Excerpted text

********************

Abuse in childhood and risk of uterine leiomyoma: the role of emotional support in biologic resilience
- PMID: 21068667
- PMCID: PMC4010091
- DOI: 10.1097/EDE.0b013e3181ffb172
Abuse in childhood and risk of uterine leiomyoma: the role of emotional support in biologic resilience
Abstract
Background: Childhood adversities are associated with adult health. We hypothesize that exposure to physical and sexual abuse in childhood and adolescence will be associated with incidence of clinically symptomatic uterine leiomyomas (fibroids) through influences on health behaviors and reproductive hormone regulation.
Methods: Participants included 68,505 women enrolled in the Nurses' Health Study II, an ongoing prospective cohort study of premenopausal women from 14 US states aged 25-42 years at enrollment (1989), who completed a retrospective questionnaire on childhood violence exposure (2001). A cumulative indicator of severity and chronicity of child/teen violence exposure was derived using factor analysis. We used a Cox proportional-hazards model to estimate the incidence rate ratios (IRRs) and 95% confidence intervals (CIs).

********************

Dataset excerpts
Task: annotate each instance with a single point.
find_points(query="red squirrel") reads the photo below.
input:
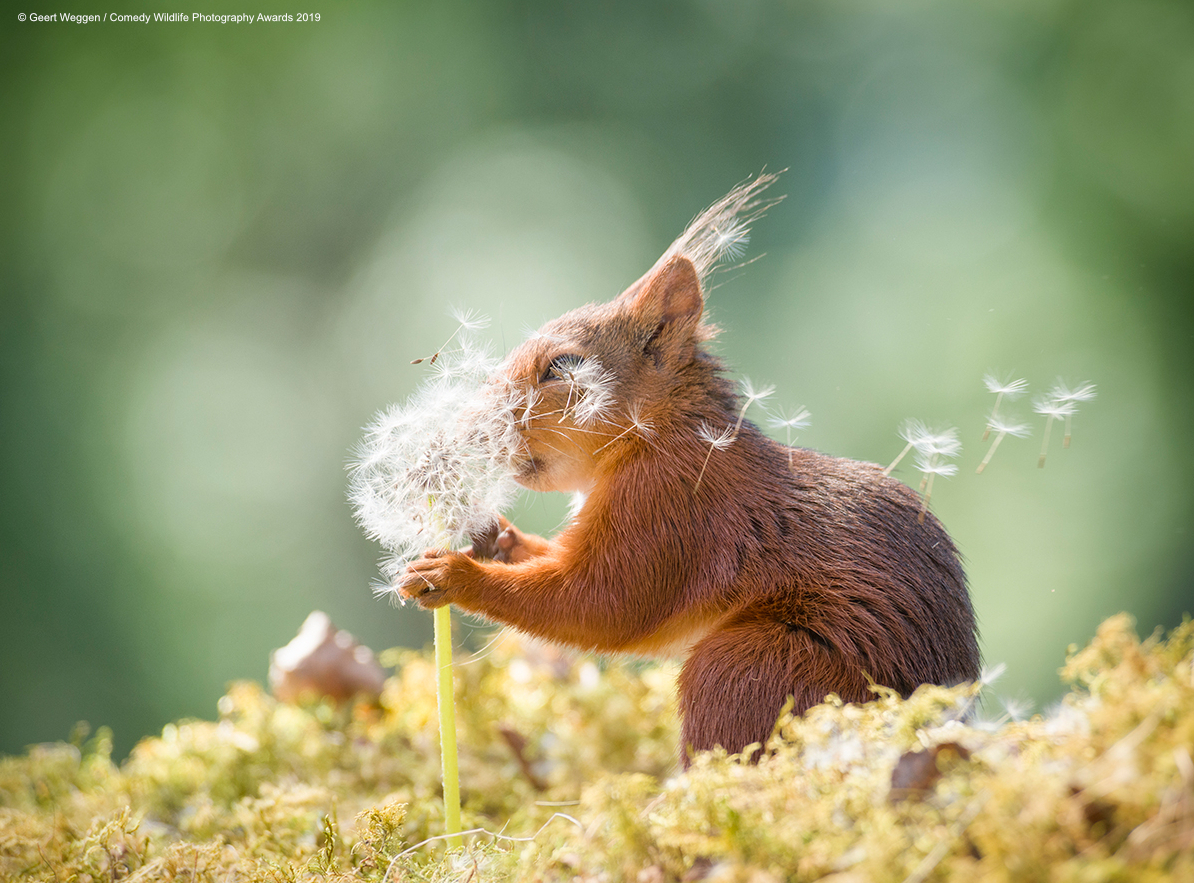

********************

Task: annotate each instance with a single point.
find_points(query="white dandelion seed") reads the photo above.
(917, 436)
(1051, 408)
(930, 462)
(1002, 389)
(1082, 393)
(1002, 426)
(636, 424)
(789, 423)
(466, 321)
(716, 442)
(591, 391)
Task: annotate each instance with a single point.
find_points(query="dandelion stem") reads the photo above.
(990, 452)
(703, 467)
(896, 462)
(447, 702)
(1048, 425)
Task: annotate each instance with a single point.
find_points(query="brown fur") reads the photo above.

********************

Task goal
Answer these questions using the abstract on childhood abuse and uterine fibroids:
(a) What outcome does the hypothesis link to physical and sexual abuse in childhood and adolescence?
(b) How many women were included as participants?
(c) In what year did participants complete the questionnaire on childhood violence exposure?
The records have nothing to do with what is asked here.

Output for this task
(a) Incidence of clinically symptomatic uterine leiomyomas (fibroids).
(b) 68,505 women.
(c) 2001.